* PROBLEM DESCRIPTION *
When you reach the line containing "Target: blue convertible car" in the entries below, begin reproducing lines exactly, and stop once the line containing "Target: building window" is done.
___ DATA SHOWN
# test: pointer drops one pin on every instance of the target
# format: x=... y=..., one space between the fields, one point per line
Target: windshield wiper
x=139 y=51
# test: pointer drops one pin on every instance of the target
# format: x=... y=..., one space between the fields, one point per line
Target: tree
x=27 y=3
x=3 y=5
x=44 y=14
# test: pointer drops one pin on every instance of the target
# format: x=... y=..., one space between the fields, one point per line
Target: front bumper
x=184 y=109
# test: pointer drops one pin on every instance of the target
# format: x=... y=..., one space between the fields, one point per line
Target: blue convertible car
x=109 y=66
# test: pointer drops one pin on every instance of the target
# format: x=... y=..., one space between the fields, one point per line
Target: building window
______
___ DATA SHOWN
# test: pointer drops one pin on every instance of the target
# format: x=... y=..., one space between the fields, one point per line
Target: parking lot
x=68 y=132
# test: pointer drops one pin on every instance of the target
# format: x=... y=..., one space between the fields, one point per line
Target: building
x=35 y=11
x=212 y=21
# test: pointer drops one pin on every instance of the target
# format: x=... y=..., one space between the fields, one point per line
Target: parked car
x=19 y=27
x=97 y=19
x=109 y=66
______
* TASK OUTPUT *
Target: blue convertible car
x=109 y=66
# test: pointer drops one pin on every instance of the target
# format: x=... y=..., one space between the fields, one point per line
Target: building window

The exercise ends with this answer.